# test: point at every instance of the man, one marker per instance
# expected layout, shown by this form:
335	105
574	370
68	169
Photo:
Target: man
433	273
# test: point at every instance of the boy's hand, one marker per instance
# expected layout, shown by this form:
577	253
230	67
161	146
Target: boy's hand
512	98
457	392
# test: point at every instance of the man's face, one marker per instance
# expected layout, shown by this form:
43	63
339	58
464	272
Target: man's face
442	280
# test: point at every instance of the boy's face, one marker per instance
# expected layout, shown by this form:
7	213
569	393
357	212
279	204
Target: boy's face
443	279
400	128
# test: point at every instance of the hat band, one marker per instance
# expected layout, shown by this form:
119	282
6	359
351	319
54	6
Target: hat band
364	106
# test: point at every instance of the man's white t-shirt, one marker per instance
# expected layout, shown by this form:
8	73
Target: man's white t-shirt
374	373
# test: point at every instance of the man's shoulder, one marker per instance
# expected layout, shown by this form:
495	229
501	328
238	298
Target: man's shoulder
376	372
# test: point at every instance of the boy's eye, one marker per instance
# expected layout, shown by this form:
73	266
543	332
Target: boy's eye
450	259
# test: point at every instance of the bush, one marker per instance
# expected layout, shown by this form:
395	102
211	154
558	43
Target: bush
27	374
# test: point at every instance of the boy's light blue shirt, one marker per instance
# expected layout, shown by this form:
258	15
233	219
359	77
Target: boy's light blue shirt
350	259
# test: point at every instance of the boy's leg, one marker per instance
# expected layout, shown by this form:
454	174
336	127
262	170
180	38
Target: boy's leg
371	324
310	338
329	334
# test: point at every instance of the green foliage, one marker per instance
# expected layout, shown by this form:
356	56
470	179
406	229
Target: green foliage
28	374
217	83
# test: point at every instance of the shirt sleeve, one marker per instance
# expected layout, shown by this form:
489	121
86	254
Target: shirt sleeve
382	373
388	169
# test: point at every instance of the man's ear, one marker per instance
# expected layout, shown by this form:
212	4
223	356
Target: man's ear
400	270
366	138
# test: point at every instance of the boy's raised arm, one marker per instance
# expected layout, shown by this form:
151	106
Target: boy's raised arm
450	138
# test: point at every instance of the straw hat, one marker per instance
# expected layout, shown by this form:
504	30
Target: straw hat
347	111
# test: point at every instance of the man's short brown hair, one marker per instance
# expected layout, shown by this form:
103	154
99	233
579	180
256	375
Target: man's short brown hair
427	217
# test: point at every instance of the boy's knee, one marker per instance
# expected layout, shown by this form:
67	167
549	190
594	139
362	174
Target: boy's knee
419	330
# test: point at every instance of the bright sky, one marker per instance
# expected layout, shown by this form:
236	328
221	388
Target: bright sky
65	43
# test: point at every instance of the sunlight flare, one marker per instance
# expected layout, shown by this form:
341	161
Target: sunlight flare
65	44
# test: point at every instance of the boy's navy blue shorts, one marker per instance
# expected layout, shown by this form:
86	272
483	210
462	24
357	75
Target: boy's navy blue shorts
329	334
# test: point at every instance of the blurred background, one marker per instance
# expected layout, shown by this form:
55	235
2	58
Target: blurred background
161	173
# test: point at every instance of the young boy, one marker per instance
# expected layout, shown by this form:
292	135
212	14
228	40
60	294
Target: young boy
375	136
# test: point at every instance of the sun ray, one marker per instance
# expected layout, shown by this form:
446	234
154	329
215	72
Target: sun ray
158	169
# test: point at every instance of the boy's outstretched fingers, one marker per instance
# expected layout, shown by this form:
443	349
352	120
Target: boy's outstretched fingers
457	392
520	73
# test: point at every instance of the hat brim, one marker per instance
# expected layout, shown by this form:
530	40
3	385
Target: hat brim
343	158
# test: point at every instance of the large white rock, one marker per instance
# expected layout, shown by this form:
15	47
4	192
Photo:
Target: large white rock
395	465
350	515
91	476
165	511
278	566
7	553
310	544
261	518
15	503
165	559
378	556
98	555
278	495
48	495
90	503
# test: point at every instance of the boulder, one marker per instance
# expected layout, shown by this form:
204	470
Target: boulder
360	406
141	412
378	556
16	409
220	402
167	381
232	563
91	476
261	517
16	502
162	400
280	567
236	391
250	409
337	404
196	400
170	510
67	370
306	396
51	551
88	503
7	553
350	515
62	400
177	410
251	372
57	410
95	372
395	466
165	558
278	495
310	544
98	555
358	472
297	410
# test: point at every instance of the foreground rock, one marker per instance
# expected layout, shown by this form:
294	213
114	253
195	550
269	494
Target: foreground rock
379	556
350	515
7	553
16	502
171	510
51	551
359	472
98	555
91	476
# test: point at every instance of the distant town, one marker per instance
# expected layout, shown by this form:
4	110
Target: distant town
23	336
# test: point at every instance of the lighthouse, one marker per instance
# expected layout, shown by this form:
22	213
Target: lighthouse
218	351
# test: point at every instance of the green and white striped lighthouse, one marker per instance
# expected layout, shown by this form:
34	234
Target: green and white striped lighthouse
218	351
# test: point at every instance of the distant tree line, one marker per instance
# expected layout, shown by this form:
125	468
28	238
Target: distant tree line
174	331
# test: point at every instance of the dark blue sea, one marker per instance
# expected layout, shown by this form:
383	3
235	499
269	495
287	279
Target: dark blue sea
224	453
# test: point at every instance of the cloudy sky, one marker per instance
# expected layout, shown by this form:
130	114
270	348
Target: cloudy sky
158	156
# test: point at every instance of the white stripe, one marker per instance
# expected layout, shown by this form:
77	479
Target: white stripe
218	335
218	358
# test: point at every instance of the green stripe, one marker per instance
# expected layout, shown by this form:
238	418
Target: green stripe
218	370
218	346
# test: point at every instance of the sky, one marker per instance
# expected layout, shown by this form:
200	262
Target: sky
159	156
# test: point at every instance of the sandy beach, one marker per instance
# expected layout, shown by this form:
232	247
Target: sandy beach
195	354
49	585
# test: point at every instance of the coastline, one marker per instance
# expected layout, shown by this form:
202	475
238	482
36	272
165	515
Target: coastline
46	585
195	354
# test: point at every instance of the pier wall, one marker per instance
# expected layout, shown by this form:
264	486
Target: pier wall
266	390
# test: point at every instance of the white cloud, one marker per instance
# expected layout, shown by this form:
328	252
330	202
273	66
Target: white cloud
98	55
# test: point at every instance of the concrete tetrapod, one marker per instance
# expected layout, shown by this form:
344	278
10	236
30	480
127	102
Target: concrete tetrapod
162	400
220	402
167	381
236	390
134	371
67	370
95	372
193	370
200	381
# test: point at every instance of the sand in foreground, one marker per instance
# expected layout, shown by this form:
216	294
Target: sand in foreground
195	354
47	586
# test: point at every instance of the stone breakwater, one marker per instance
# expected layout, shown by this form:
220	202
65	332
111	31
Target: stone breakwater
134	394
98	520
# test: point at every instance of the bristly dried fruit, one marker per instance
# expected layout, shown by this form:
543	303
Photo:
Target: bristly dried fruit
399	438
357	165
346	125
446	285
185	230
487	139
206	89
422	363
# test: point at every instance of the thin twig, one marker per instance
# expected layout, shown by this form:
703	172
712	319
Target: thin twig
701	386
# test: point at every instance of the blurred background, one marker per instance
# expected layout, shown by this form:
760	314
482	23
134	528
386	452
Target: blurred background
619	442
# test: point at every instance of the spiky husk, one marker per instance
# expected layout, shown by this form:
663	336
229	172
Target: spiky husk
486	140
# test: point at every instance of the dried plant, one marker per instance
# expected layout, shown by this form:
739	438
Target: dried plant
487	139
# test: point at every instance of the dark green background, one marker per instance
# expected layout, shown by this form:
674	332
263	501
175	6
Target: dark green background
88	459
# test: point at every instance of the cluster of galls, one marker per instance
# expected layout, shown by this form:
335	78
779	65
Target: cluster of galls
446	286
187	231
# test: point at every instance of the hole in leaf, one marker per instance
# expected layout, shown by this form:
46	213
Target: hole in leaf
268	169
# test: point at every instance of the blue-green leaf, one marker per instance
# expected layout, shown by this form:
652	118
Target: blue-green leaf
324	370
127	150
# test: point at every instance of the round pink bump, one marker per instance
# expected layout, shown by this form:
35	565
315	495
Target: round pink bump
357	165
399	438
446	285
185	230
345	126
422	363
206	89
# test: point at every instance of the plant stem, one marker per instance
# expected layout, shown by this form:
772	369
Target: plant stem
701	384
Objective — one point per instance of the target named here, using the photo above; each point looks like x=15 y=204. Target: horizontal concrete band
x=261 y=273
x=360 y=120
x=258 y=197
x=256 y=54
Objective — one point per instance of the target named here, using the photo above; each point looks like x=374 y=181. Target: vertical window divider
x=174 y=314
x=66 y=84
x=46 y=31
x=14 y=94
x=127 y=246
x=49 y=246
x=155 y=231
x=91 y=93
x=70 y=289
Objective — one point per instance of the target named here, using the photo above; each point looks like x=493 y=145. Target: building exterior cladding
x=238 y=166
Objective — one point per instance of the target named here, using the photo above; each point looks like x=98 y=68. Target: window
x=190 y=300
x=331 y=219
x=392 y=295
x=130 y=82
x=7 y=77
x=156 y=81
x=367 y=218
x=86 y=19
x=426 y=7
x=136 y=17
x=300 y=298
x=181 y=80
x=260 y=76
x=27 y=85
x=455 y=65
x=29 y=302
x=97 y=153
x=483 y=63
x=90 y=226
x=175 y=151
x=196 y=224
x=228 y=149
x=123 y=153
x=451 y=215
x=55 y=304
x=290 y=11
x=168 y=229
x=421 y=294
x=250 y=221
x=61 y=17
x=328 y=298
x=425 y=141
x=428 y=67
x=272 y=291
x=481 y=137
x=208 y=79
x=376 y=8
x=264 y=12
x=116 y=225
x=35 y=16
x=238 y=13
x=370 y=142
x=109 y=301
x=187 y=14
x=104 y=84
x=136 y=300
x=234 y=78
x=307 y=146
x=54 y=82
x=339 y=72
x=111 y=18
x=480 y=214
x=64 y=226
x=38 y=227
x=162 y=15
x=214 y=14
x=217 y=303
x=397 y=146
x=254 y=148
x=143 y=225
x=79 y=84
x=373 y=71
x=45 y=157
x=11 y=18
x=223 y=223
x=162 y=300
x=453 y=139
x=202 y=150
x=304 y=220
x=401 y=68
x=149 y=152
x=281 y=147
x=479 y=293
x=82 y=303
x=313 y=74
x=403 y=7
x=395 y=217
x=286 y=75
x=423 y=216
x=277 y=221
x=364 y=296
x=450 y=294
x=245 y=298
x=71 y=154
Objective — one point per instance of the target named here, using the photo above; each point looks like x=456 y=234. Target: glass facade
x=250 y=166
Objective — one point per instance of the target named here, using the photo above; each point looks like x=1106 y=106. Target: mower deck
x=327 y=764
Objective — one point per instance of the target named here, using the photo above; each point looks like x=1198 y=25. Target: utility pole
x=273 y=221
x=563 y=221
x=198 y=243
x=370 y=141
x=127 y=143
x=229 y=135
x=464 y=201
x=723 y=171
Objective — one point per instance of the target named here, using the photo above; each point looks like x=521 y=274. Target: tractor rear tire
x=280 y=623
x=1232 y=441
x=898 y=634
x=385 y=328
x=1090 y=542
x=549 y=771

--------------------------------

§ Problem details
Copy out only the lines of the records above from the one with "Target: dried plant" through the one with "# test: point at every instance of the hole", exactly as they stand, both included.

§ Solution to the exercise
Target: dried plant
487	139
# test: point at every instance of the dark green background, one marker per instance
# expected layout, shown by this form:
674	332
263	501
175	6
Target: dark green background
88	459
# test: point at every instance of the cluster of galls, one marker per instance
# expected layout, shown by this form:
335	78
779	65
Target: cluster of galls
446	286
187	231
# test: point at every instance of the hole in leaf, one marker per instance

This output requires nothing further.